> _PROBLEM REQUIREMENTS_
Can you retype only the lines from the one with "Practice: locate the polished" through the final line of the material, exactly as given?

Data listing
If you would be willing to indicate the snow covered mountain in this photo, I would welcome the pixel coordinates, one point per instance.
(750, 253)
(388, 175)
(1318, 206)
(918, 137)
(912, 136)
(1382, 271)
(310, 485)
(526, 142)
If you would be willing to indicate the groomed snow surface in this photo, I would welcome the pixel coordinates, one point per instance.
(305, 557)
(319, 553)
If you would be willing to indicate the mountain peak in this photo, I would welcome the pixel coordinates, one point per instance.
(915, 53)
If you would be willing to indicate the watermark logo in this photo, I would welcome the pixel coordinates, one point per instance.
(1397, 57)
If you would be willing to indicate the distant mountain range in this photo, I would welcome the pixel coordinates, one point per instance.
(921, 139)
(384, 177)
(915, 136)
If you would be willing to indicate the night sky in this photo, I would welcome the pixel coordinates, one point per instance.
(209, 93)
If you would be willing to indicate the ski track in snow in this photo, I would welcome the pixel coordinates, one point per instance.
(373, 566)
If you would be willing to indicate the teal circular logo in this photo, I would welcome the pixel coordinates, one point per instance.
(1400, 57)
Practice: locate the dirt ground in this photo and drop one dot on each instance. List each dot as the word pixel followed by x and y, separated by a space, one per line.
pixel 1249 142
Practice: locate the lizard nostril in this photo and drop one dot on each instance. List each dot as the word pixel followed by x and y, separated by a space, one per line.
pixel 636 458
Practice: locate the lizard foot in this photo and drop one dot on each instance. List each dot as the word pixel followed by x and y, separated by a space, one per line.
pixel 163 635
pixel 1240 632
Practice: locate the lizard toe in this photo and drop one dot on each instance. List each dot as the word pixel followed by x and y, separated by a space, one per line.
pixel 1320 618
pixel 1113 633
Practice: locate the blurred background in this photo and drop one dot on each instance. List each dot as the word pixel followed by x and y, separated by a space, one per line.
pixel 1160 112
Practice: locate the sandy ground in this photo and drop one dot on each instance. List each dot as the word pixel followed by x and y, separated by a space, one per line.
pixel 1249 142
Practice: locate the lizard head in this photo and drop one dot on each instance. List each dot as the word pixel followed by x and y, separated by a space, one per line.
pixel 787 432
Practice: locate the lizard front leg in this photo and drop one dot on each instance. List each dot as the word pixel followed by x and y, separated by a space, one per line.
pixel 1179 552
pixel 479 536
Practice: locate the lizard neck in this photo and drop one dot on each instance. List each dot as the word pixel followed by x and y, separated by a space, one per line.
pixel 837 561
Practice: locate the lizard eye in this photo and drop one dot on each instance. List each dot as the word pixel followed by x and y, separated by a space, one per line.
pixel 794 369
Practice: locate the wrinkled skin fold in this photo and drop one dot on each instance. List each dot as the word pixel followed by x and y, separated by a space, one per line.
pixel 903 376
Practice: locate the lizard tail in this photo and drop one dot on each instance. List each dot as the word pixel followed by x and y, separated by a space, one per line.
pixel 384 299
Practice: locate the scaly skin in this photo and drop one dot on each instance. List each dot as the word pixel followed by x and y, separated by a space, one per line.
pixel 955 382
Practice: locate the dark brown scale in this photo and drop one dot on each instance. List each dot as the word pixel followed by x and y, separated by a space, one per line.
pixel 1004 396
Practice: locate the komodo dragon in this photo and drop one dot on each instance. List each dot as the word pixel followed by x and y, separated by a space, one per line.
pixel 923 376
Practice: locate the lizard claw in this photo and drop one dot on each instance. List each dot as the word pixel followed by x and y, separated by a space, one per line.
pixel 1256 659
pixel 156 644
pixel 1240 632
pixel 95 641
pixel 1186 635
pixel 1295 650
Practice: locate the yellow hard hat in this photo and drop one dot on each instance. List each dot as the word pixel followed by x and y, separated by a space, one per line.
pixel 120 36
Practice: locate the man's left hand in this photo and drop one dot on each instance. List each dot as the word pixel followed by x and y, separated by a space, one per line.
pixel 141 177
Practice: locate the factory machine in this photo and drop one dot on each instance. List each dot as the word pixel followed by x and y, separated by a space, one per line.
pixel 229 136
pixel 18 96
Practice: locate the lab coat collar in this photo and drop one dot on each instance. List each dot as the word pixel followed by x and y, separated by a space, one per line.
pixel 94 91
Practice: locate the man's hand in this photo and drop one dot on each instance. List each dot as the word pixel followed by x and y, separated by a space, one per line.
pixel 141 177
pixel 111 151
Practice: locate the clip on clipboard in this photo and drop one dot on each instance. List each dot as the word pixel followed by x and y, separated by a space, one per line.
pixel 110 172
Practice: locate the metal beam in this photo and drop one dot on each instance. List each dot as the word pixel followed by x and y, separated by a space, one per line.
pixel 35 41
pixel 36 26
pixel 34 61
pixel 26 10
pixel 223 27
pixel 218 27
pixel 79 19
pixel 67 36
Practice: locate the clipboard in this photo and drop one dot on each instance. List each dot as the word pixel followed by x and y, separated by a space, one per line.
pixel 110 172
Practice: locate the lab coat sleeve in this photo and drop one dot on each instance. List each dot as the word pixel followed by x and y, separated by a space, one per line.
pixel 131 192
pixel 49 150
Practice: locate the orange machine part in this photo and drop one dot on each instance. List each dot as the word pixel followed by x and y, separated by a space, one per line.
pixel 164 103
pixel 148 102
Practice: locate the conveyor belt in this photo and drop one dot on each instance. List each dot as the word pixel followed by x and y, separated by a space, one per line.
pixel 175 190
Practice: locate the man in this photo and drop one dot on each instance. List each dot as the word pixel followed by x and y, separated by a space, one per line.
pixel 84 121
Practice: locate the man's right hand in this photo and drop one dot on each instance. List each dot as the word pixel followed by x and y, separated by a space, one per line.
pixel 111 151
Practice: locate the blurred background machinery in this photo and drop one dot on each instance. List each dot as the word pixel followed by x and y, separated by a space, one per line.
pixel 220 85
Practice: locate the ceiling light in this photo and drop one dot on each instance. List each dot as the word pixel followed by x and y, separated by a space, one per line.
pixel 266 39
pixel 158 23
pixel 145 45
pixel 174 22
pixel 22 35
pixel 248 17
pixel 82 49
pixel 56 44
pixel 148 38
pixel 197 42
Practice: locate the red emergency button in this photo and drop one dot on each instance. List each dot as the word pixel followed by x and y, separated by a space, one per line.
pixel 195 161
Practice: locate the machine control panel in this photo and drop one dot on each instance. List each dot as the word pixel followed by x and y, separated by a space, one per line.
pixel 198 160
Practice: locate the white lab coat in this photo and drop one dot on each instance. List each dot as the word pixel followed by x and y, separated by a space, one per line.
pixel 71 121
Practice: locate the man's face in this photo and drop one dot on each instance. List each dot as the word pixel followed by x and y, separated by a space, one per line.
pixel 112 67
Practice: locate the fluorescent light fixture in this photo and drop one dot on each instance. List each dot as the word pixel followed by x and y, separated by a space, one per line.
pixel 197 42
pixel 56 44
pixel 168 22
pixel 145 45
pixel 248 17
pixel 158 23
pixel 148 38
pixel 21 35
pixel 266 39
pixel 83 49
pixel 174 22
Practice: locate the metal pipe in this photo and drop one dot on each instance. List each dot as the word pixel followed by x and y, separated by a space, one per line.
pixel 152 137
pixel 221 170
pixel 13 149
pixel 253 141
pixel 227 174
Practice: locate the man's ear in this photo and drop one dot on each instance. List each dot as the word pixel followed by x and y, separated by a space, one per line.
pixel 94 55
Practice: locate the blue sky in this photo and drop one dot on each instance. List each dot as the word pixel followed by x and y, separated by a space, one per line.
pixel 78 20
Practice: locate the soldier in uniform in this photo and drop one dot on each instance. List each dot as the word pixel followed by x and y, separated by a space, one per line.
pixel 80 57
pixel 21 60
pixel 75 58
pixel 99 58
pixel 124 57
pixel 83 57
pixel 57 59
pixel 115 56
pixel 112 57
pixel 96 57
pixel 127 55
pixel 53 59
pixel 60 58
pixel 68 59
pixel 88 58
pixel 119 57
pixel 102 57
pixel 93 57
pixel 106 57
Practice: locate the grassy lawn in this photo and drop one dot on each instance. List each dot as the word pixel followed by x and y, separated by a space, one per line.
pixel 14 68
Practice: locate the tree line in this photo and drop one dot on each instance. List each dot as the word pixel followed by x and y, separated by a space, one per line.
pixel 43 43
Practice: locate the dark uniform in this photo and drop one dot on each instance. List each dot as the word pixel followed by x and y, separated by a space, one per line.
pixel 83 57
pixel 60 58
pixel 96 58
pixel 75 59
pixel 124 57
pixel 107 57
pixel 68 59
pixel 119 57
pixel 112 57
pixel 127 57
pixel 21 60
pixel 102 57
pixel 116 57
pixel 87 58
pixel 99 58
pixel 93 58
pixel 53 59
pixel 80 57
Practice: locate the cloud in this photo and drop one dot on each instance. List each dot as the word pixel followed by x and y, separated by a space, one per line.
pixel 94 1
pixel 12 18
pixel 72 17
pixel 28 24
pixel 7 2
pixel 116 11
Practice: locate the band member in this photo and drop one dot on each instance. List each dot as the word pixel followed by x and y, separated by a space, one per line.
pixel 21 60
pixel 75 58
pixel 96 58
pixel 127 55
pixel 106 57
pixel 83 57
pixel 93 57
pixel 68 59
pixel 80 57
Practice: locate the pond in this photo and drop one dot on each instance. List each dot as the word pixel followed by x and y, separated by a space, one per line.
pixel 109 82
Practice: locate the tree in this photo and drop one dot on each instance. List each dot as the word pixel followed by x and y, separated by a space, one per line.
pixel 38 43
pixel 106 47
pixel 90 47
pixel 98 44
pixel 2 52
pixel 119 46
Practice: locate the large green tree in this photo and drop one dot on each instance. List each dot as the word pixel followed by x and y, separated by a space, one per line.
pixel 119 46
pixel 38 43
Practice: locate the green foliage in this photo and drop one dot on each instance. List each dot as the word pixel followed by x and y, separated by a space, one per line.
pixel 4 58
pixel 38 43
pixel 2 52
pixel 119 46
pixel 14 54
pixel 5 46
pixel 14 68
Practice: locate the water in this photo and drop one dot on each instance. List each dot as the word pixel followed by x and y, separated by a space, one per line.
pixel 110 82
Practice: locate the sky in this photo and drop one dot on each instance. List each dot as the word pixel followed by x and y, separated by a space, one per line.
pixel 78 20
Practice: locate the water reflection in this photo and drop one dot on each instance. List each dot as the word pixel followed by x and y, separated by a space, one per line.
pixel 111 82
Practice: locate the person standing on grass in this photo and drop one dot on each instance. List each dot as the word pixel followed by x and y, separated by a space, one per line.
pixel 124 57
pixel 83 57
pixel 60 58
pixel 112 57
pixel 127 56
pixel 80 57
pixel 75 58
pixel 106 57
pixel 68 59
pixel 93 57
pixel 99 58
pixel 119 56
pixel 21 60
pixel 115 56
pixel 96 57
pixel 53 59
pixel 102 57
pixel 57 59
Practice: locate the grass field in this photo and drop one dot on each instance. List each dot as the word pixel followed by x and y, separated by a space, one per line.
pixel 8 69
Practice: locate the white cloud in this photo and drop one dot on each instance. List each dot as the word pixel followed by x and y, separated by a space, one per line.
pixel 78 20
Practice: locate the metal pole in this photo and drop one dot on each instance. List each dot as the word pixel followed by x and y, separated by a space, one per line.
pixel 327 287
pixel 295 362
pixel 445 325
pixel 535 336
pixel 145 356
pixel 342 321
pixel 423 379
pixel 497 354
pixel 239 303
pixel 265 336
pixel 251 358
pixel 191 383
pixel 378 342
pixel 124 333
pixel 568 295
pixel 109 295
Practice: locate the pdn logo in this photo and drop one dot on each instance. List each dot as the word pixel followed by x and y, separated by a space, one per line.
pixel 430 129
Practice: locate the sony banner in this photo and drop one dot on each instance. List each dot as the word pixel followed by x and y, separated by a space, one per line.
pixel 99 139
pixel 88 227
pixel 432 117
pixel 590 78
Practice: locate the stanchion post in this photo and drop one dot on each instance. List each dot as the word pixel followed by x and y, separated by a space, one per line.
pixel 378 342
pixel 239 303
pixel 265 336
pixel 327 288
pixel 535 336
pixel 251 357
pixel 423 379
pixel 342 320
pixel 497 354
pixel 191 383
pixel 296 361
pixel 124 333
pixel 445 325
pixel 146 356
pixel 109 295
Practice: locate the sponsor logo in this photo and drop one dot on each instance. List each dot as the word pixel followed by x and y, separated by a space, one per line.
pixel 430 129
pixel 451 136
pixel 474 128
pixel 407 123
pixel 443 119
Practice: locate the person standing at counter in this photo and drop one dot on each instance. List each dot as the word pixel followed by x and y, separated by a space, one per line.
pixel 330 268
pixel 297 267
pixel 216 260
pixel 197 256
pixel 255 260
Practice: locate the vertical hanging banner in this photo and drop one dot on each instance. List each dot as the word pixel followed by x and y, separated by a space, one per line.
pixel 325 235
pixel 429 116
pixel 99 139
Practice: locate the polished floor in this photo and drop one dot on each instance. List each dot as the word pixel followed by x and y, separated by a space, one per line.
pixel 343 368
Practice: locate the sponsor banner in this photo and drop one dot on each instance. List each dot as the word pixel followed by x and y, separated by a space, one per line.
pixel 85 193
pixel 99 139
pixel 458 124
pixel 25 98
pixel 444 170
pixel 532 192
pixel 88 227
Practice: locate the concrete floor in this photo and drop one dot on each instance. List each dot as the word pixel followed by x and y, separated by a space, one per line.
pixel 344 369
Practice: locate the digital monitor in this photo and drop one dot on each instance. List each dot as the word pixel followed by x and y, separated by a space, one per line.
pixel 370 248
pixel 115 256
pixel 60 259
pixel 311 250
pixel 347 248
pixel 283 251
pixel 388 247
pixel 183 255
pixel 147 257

> _OUTPUT FOR THIS TASK_
Practice: locate the polished floor in this photo and drop one dot on each instance. List each dot as the word pixel followed by x and y, separated by a space, one per line.
pixel 343 368
Practice: locate the sponsor banner in this photo and drop one dot on each instance. List each dot as the word pixel followed by x and y, separated by a space, one per line.
pixel 85 193
pixel 99 139
pixel 458 124
pixel 25 98
pixel 444 170
pixel 532 192
pixel 88 227
Practice: locate the concrete floor in this photo and drop one dot on each instance. List each dot as the word pixel followed by x and y, separated by a space, one per line.
pixel 344 369
Practice: locate the digital monitor in this photo and drop one dot on each instance. List each dot as the word pixel followed by x and y, separated by a space, one per line.
pixel 370 248
pixel 115 256
pixel 60 259
pixel 311 250
pixel 347 248
pixel 283 251
pixel 388 247
pixel 183 255
pixel 147 257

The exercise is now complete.